##### Records shown #####
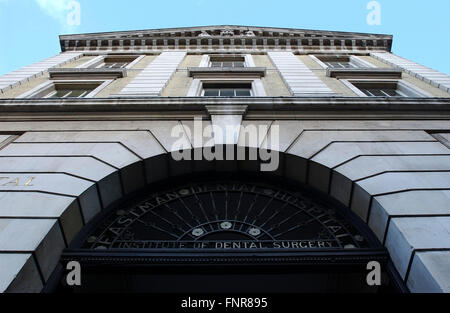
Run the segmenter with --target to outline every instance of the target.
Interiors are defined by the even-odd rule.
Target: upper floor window
[[[357,68],[358,66],[350,61],[328,61],[323,62],[331,68]]]
[[[243,57],[212,57],[210,65],[211,67],[242,68],[245,67],[245,59]]]
[[[113,80],[47,81],[18,98],[92,98]]]
[[[362,97],[427,97],[425,91],[403,80],[342,80]]]
[[[251,84],[204,84],[204,97],[251,97]]]
[[[107,55],[99,56],[88,62],[85,66],[88,68],[129,68],[141,59],[137,55]]]
[[[356,86],[368,97],[406,97],[407,95],[392,85],[360,85]]]
[[[128,62],[105,62],[102,63],[98,68],[125,68],[129,63]]]
[[[323,68],[371,68],[372,64],[353,55],[316,55],[311,56]]]
[[[42,98],[84,98],[100,84],[64,84],[55,83],[40,97]]]

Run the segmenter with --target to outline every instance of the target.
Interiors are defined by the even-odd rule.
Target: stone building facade
[[[278,152],[266,175],[357,216],[407,290],[449,292],[450,77],[392,40],[244,26],[60,36],[59,55],[0,77],[0,292],[58,281],[86,225],[148,186],[261,171],[173,158],[211,146]],[[246,140],[247,126],[263,133]]]

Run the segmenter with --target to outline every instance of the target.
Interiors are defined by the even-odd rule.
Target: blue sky
[[[381,25],[370,26],[370,0],[0,0],[0,75],[60,52],[58,35],[205,25],[274,26],[394,35],[393,52],[450,74],[450,1],[378,0]]]

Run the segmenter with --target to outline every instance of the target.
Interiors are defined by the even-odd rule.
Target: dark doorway
[[[58,290],[398,290],[386,249],[348,208],[285,180],[214,176],[149,186],[106,210],[61,259],[63,267],[81,264],[82,286]],[[381,266],[381,286],[367,284],[372,261]]]

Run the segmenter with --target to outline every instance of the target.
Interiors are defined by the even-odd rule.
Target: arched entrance
[[[304,184],[239,171],[191,173],[111,205],[66,249],[79,292],[395,291],[386,249],[350,209]],[[383,285],[367,285],[379,262]]]

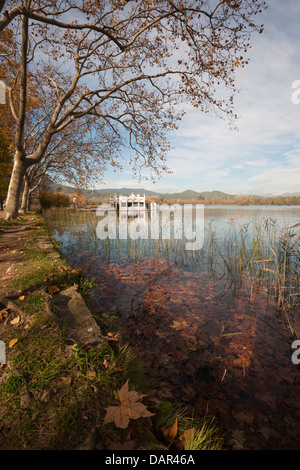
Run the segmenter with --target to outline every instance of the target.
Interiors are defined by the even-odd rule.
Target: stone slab
[[[100,327],[76,286],[68,287],[64,291],[54,294],[53,304],[58,308],[60,320],[70,330],[68,336],[77,344],[82,345],[88,342],[94,346],[103,342]]]

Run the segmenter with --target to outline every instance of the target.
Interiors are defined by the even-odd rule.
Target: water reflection
[[[146,230],[157,214],[147,215],[126,223]],[[299,449],[299,368],[272,278],[284,260],[297,299],[299,233],[286,227],[299,220],[299,207],[205,208],[204,244],[195,251],[173,227],[170,239],[99,239],[95,215],[54,234],[67,261],[95,279],[98,314],[118,316],[162,396],[216,413],[228,448]],[[288,313],[299,327],[299,302]]]

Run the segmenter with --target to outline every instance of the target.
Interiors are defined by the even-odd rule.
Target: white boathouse
[[[130,196],[124,196],[123,194],[117,196],[116,194],[114,194],[110,197],[110,204],[119,210],[147,209],[145,194],[143,196],[133,193],[131,193]]]
[[[113,196],[110,196],[110,205],[115,207],[117,210],[126,211],[126,210],[146,210],[156,209],[157,205],[153,200],[146,201],[145,194],[140,196],[139,194],[131,193],[130,196],[125,196],[123,194],[117,195],[116,193]]]

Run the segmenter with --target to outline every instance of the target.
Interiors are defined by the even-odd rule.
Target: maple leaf
[[[106,408],[103,424],[114,422],[118,428],[125,429],[130,419],[147,418],[153,416],[146,405],[139,402],[144,396],[141,393],[128,390],[127,382],[118,390],[120,405]]]
[[[188,324],[185,320],[183,321],[173,321],[173,325],[171,325],[171,328],[175,328],[175,330],[183,330],[184,328],[187,328]]]

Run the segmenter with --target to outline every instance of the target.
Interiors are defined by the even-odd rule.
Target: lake
[[[300,449],[300,207],[207,206],[192,250],[173,214],[169,238],[151,213],[120,214],[105,238],[106,213],[58,212],[45,218],[66,261],[94,279],[98,315],[117,317],[161,397],[215,415],[226,448]]]

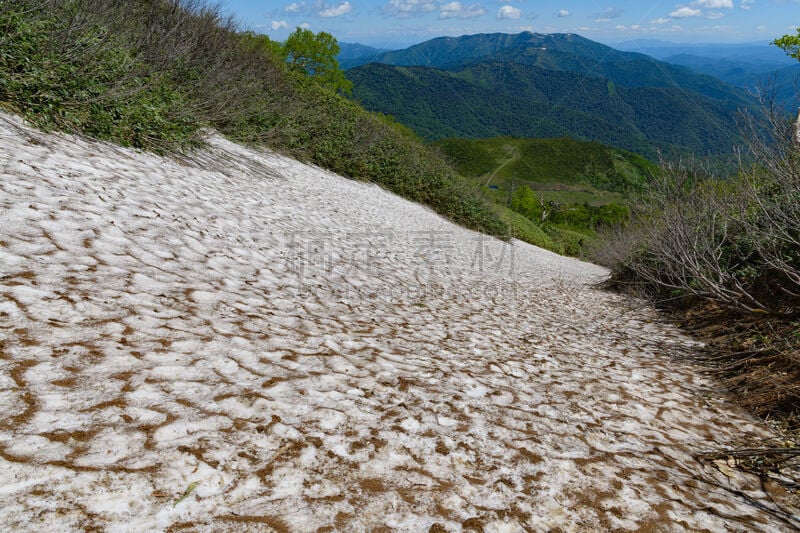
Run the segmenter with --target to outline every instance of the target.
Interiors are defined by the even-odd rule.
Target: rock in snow
[[[797,525],[694,458],[769,430],[603,269],[208,144],[0,116],[2,529]]]

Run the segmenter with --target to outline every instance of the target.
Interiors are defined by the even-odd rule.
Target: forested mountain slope
[[[347,72],[354,97],[429,140],[572,136],[649,157],[724,154],[739,111],[757,114],[712,76],[573,34],[442,37],[370,61]]]
[[[657,150],[724,153],[737,140],[728,103],[679,86],[626,87],[498,61],[457,70],[371,63],[347,77],[364,107],[429,140],[572,136],[651,157]]]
#####
Your instructions: Pictures stay out; the records above are otherwise reproduced exactly.

Result of the exercise:
Run the segmenter with --target to outline every instance of the target.
Interiors are defined by the even-odd rule.
Target: upper floor window
[[[357,68],[358,66],[350,61],[328,61],[323,62],[331,68]]]
[[[243,57],[212,57],[210,65],[211,67],[242,68],[245,67],[245,59]]]
[[[113,80],[47,81],[18,98],[92,98]]]
[[[362,97],[427,97],[425,91],[403,80],[342,80]]]
[[[251,84],[204,84],[204,97],[251,97]]]
[[[107,55],[99,56],[88,62],[85,66],[88,68],[129,68],[141,59],[137,55]]]
[[[356,86],[368,97],[406,97],[407,95],[392,85],[360,85]]]
[[[128,62],[105,62],[102,63],[98,68],[125,68],[129,63]]]
[[[323,68],[371,68],[372,64],[353,55],[316,55],[311,56]]]
[[[42,98],[84,98],[100,84],[64,84],[55,83],[40,97]]]

Run the segmenter with --target to outline every instance of the target.
Interiors are defined by the even-odd rule.
Target: stone building facade
[[[278,152],[266,175],[357,216],[407,290],[449,292],[450,77],[392,40],[244,26],[60,36],[59,55],[0,77],[0,292],[58,281],[86,225],[148,186],[261,171],[173,158],[211,146]],[[246,140],[247,126],[263,133]]]

Run the segmenter with --target to outline every instance of the target.
Interiors are defined by the even-odd rule.
Target: blue sky
[[[381,25],[370,26],[370,0],[0,0],[0,75],[60,52],[58,35],[205,25],[274,26],[394,35],[393,52],[450,74],[450,1],[378,0]]]

Run the segmenter with --target to outline every instance of the target.
Interiors are defined by the even-odd rule.
Target: dark doorway
[[[58,290],[398,290],[386,249],[348,208],[285,180],[214,176],[149,186],[106,210],[61,259],[63,267],[81,264],[82,286]],[[381,266],[381,286],[367,284],[372,261]]]

Run the segmenter with --target to outline every instance of the target.
Interiors are defined by the even-odd rule.
Target: arched entrance
[[[304,184],[239,171],[191,173],[111,205],[66,249],[79,292],[395,291],[386,249],[350,209]],[[383,285],[367,285],[379,262]]]

Run the segmenter with --target to outline every instance of the target.
Interiors are defined by the even-odd rule.
Target: stone slab
[[[100,327],[76,286],[68,287],[64,291],[54,294],[53,304],[58,308],[60,320],[70,330],[68,336],[77,344],[82,345],[88,342],[94,346],[103,342]]]

Run the segmenter with --target to outline every instance of the target.
Interiors are defined by the even-odd rule.
Target: water reflection
[[[146,230],[157,214],[147,215],[126,223]],[[299,449],[299,368],[272,278],[284,260],[297,299],[299,233],[286,227],[299,220],[299,207],[205,208],[204,244],[195,251],[173,227],[170,239],[99,239],[95,215],[54,234],[67,261],[95,279],[98,314],[118,316],[162,396],[216,413],[228,448]],[[288,313],[299,327],[299,302]]]

Run the segmenter with --target to outline every instance of the target.
Interiors are defined by the even-odd rule.
Target: white boathouse
[[[130,196],[124,196],[123,194],[117,196],[116,194],[114,194],[110,197],[110,204],[119,210],[147,209],[145,194],[143,196],[133,193],[131,193]]]
[[[113,196],[110,196],[110,205],[115,207],[117,210],[126,211],[126,210],[146,210],[156,209],[157,205],[153,200],[146,201],[145,194],[140,196],[139,194],[131,193],[130,196],[125,196],[123,194],[117,195],[116,193]]]

Run the segmenter with --target to outline every instance of the target.
Interiors are defined by the even-odd rule.
Target: maple leaf
[[[106,408],[103,424],[114,422],[118,428],[125,429],[130,419],[147,418],[153,416],[146,405],[139,402],[144,396],[141,393],[128,390],[127,382],[118,390],[120,405]]]
[[[188,324],[185,320],[183,321],[173,321],[173,325],[171,325],[171,328],[175,328],[175,330],[183,330],[184,328],[187,328]]]

Run the segmenter with --target to outline every instance of the target.
Interiors are defined by the even-odd rule.
Target: lake
[[[300,449],[300,207],[207,206],[192,250],[173,214],[169,238],[151,213],[120,214],[105,238],[106,213],[58,212],[45,218],[66,261],[94,279],[98,315],[117,317],[161,397],[215,415],[226,448]]]

Run the segmenter with --target to outline every instance of the target.
Interiors are defined by the even-odd rule.
Target: rock in snow
[[[797,525],[694,458],[769,430],[603,269],[208,144],[0,116],[2,529]]]

Run the segmenter with --target to outline every instance of the target.
Interiors are defined by the even-odd rule.
Target: forested mountain slope
[[[347,72],[354,97],[429,140],[572,136],[649,157],[724,154],[739,111],[757,114],[712,76],[573,34],[442,37],[370,61]]]
[[[657,150],[724,153],[737,140],[728,103],[679,86],[626,87],[498,61],[457,70],[371,63],[347,77],[364,107],[429,140],[572,136],[651,157]]]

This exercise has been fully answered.